**Exercise directions**. Repeat every entry below exactly.
*** Opening of Data to examine ***
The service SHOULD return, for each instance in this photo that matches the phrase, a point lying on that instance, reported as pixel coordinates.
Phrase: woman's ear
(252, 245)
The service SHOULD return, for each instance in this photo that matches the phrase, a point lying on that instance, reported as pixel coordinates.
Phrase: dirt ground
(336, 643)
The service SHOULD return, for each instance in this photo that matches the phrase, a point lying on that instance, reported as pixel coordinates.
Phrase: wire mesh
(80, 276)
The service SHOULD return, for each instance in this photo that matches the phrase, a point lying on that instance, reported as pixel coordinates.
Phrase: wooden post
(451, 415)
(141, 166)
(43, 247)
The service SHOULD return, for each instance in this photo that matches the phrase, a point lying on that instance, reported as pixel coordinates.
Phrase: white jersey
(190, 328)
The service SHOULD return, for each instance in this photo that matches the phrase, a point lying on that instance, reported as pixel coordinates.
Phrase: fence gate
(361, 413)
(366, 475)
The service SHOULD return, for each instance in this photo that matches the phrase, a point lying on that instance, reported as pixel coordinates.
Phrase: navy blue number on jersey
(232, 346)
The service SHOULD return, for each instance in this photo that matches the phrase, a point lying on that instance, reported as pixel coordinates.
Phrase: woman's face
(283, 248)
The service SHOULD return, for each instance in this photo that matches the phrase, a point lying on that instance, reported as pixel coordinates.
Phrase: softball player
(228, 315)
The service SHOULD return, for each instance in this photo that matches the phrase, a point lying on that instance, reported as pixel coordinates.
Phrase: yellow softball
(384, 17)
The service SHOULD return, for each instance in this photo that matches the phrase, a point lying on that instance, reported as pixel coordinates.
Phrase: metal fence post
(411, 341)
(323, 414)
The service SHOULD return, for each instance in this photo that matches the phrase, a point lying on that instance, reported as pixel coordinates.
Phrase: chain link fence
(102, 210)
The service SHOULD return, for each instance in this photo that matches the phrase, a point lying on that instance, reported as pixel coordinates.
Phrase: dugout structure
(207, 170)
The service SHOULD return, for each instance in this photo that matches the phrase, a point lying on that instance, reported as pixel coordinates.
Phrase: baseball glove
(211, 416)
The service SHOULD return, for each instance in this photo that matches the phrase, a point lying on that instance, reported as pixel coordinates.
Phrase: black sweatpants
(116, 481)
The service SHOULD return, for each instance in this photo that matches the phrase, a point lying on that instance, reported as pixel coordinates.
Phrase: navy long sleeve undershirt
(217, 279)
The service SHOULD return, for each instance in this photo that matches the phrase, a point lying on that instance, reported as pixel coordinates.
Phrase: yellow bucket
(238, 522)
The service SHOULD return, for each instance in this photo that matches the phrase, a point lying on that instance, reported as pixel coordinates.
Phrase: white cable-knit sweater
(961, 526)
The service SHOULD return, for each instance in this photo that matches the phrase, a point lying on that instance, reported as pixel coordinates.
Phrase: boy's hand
*** Close of Data to examine ***
**Your solution**.
The service SHOULD return, for each instance in this photo that matches the phrase, a point lying on that instance, reported as pixel coordinates.
Phrase: woman's ear
(252, 245)
The service SHOULD return, for each instance in this photo that matches the phrase, a point lying on that instance, reported as pixel coordinates.
Phrase: dirt ground
(336, 643)
The service SHOULD return, for each instance in this photo that matches the phrase, a point lying on that instance, reported as pixel coordinates.
Phrase: wire mesh
(80, 276)
The service SHOULD return, for each instance in this photo that matches the phrase, a point lying on that instance, reported as pixel coordinates.
Phrase: wooden post
(451, 415)
(141, 166)
(43, 247)
The service SHOULD return, for each instance in this photo that matches the phrase, a point lying on that instance, reported as pixel coordinates.
Phrase: white jersey
(190, 328)
The service SHOULD return, for each instance in this photo that matches the phrase, a point lying on that instance, reported as pixel coordinates.
Phrase: fence gate
(361, 413)
(366, 475)
The service SHOULD return, for each instance in this photo that matches the phrase, a point lying on that instance, reported as pixel coordinates.
Phrase: navy blue number on jersey
(232, 346)
The service SHOULD return, for each instance in this photo that matches the phrase, a point lying on that instance, reported as pixel coordinates.
Phrase: woman's face
(283, 248)
The service SHOULD return, for each instance in this photo that matches the phrase, a point lying on that instance, reported as pixel coordinates.
Phrase: softball player
(228, 315)
The service SHOULD return, for each instance in this photo that matches the phrase, a point lying on that instance, reported as pixel coordinates.
Phrase: yellow softball
(384, 17)
The service SHOULD return, for each instance in this photo that matches the phrase, a point lying on that instance, reported as pixel coordinates.
Phrase: metal fence post
(411, 341)
(323, 414)
The service SHOULD return, for each instance in this photo that matches the phrase, a point lying on that instance, reported as pixel coordinates.
Phrase: chain link fence
(102, 210)
The service SHOULD return, for each instance in this photo that matches the phrase, a point lying on that instance, reported as pixel coordinates.
Phrase: dugout structure
(207, 170)
The service SHOULD return, for each instance in this photo that matches the phrase, a point lying on that instance, reported as pixel coordinates.
Phrase: baseball glove
(211, 416)
The service SHOULD return, for each instance in this photo that matches the phrase, a point lying on that instance, reported as pixel coordinates.
Phrase: black sweatpants
(116, 481)
The service SHOULD return, for each instance in this photo that matches the phrase, a point lying on that instance, reported as pixel coordinates.
Phrase: navy long sleeve undershirt
(217, 279)
The service SHOULD return, for each instance in this photo that matches the phrase, a point lying on that instance, reported as pixel coordinates.
Phrase: yellow bucket
(238, 522)
The service SHOULD return, for each instance in this photo that matches the phrase, a point lying on that instance, reported as pixel coordinates.
Phrase: white cable-knit sweater
(961, 526)
The service SHOULD return, for each instance in this photo that matches the phrase, a point lying on that instance, reported as pixel coordinates.
Phrase: boy's hand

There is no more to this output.